Оказывается, ни наши нынешние сверхдоходы, ни на глазах укрепившаяся внешнеполитическая мощь, в том числе обусловленная слабостью и раздором крупных соперников и мелких завистников, не в силах внушить не то что дерзновенный размах, а даже элементарную фантазию в бюрократическое сознание. Во всяком случае, такое впечатление возникает от чтения теоретического продукта, подготовленного Министерством регионального развития в качестве составной части Концепции социально-экономического развития Российской Федерации на долгосрочную перспективу.

Концепция развития страны размером в одну седьмую суши – несколько более значимый предмет, чем частное мнение отдельно взятого архитектора со сколь угодно многочисленными общественными регалиями. Спрос с такого документа неизмеримо выше, равно как и ответственность в процессе перспективного применения на практике.

Эта ответственность применима не только к содержанию, но и к интонации текста, который по определению призван вдохновлять, а не вгонять в непроходимую тоску. И уж тем более не сеять рознь между категориями граждан, по воле судьбы проживающих в по-разному приспособившихся к жестокой действительности областях и республиках России. Особенно в том случае, если навязчивые комплексы или иррациональные пристрастия авторов служат не догмой, а руководством к исполнительному действию.

 

«ЛОКОМОТИВЫ» И «МЕТАЛЛОЛОМ»

 

Последние слова заглавия Концепции, которую его ответственный исполнитель – Министерство экономического развития и торговли – должен был представить правительству в окончательном виде еще в марте этого года, нельзя не подчеркнуть жирной чертой. Речь идет не о планах на текущий год, неминуемо окрашенных суетой предвыборной горячки – речь идет о планах от сегодняшнего дня до 2020 года, то есть на тринадцать лет вперед. Временной интервал, вкупе с достаточной стабильностью конъюнктуры бюджетных доходов, вроде бы открывает широчайшие возможности для самых фантастических планов: твори, выдумывай, пробуй, строй голубые города, сверхскоростные трассы и межконтинентальные мосты!

В разработке Минрегионов, ныне распространенной для ознакомления в прочих исполнительных ведомствах, сами проекты развития перечислены бессистемной скороговоркой, никак не увязаны с отраслевыми приоритетами (благо «отраслевой тип развития мировой экономики уходит в прошлое») и вообще задвинуты на далекий второй план. А во первых строках письма сквозит башмачкинский навязчивый страх, настоянный на однажды затверженном и никак не выходящем из головы постулате о неизменности и непреодолимости цивилизационного превосходства мировой системы, в которую мы погружены, точно несмышленый щенок, брошенный в воду.

Государство в этой ситуации, характеризуемой – поначалу как бы нейтрально – как «расширяющаяся интеграция России в мировую политическую и социальную систему, глобальный рынок» (именно в таком порядке: оказывается, наша растущая зависимость от мировых сил в первую голову политическая!) – выглядит весьма жалко. Ему надо и гарантировать полную реализацию своих функций на всей территории страны, и «содействовать формированию в России центров глобальной экономики, являющихся ее лидерами». Из этой как бы аксиомы автоматически выводится необходимость «изменить отношение к концепции управления региональным развитием».

__________

Письменное задание A → Соберите из записей ниже все строки, в которых встречается слово «branches», и перепишите их.

__________

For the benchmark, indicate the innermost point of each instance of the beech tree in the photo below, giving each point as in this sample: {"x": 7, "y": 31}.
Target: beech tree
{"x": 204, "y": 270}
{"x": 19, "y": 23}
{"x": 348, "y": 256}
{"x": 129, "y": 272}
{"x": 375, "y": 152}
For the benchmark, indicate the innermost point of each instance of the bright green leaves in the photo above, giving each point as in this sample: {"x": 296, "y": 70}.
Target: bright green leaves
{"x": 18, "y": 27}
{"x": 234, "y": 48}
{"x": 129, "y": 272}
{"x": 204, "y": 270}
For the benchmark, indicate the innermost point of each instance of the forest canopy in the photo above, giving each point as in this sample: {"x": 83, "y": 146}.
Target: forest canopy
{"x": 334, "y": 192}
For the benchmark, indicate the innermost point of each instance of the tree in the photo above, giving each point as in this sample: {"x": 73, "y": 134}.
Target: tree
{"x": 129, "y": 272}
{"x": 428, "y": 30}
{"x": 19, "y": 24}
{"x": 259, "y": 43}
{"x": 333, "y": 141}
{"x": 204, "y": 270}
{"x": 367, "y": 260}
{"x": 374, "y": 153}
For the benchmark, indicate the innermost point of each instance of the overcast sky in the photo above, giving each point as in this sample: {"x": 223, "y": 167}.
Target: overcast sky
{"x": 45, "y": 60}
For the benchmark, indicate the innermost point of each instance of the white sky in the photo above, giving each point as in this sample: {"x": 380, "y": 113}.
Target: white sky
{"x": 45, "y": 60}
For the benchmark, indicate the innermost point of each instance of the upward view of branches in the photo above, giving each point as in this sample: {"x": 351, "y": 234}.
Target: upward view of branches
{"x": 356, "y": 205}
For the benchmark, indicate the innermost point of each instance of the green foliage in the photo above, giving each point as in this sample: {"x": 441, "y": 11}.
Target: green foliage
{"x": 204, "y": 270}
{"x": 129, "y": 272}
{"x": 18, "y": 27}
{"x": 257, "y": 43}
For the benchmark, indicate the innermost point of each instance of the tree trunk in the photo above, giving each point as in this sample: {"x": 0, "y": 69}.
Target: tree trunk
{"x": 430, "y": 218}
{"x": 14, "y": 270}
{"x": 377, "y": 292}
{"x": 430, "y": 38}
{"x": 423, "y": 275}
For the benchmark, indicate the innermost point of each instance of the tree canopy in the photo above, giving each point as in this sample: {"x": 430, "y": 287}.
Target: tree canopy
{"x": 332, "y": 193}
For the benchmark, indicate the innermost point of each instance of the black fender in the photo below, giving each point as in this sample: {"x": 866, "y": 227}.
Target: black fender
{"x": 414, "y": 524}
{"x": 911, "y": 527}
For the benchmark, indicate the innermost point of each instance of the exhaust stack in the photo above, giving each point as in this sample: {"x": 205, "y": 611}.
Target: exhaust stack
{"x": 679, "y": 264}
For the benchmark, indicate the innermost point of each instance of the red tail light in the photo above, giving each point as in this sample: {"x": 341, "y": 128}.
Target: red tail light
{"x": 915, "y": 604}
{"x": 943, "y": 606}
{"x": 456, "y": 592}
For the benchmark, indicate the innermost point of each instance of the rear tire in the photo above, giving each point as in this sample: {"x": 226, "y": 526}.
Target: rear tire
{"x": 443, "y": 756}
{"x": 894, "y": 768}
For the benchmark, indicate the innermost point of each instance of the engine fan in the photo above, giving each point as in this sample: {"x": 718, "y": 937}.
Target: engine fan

__________

Письменное задание B → Напишите продолжение приведенного выше текста о Концепции развития России, начав сразу после его последнего предложения.

Ответ на задание A →
For the benchmark, indicate the innermost point of each instance of the upward view of branches in the photo above, giving each point as in this sample: {"x": 351, "y": 234}.
Target: upward view of branches

Ответ на задание B →
Далее – все в точности по рецептам профессора Глазычева. Те регионы, которые годятся на роль «локомотивов», достойны особой поддержки государства, а прочие – нет. Виноваты они сами: не могут-де в полной мере воспользоваться преимуществами, связанными с экономическим ростом страны.

«Недостойные» вообще-то и так наказаны «естественным ходом рыночных процессов», в силу которого к более удачливым конкурентам перетекли не только капиталы, но и кадры. Но это, согласно логике минрегионовских авторов, отнюдь не повод для сострадания. Поскольку обойденные рыночными ветрами регионы-неудачники, вместо того чтобы тихо вымирать, «действуют в логике максимального выбивания финансирования из центра».

Авторы, впрочем, оговариваются, что беда депрессивных регионов состоит еще и в «отсутствии механизмов стыковки федеральных и региональных приоритетов». Однако о налаживании этих механизмов в разработке речь не идет: предполагается, что за тринадцать лет такой воз правительству не осилить. А вот взять и поделить регионы на «локомотивы» и «депрессивные» – вполне доступная задача.

Если член Общественной палаты в своих ганзейских мечтах перечислял в основном именно «локомотивы роста», то чиновники исполнительной власти с безжизненной скрупулезностью разнесли все 89 регионов по пяти категориям (сей процесс именуется «типологией»). В счастливчиках-«локомотивах» оказались лишь восемь субъектов Федерации, еще девять – в основном нефтегазовые провинции Сибири – удостоились звания «опорных». За ними следует категория, пренебрежительно именуемая «старопромышленной» – где помимо устаревшей индустриальной базы имеется низкий уровень жизни населения и «избыточная инфраструктурная сеть» (и здесь провинились). Совсем безнадежные «депрессивные» делятся на «фоновые» и «кризисные», а еще два региона – Чеченская и Ингушская республика – отнесены к вовсе отпетой категории «спецтерриторий».

 

ГРЯДУЩИЙ ХАБ

 

До прочтения случайно доставшегося мне документа я по наивности полагал, что под многополярностью в современной отечественной политологии принято понимать новое, более прогрессивное устройство мира. Во всяком случае, такой вывод можно было сделать из выступлений первых лиц России последних двух лет.

Авторы минрегионовской разработки, однако, вкладывают в уже привычное слово свежий смысл: оказывается, принцип многополярного развития применим и к самой Российской Федерации. Более того, он является основой вышеприведенной сегрегационной «типологии». Она же призвана стать «ключевым фактором» и при оценке рисков, и при принятии решений по каждому отдельно взятому субъекту, равно как и по их совокупности, именуемой «макрорегионом».

Чеченская республика, несмотря на свое место «в хвосте», оказывается, все же имеет шанс на спасение: авторы милостиво «подвязывают» все республики Кавказа к «принципиально перспективному» макрорегиону Юга России. Повезло и Крайнему Северу, благо он пригоден как опорный макрорегион для международного сотрудничества «через усовершенствование транспортной системы», куда непонятно почему отнесена проходящая по южной границе страны Транссибирская магистраль. За бортом карты перспективных «макрорегионов» оказываются южные Курск и Белгород и западные Смоленск и Брянск (очевидно, близость к Украине и особенно к Белоруссии в свете глобализации представляет собой пагубный недостаток).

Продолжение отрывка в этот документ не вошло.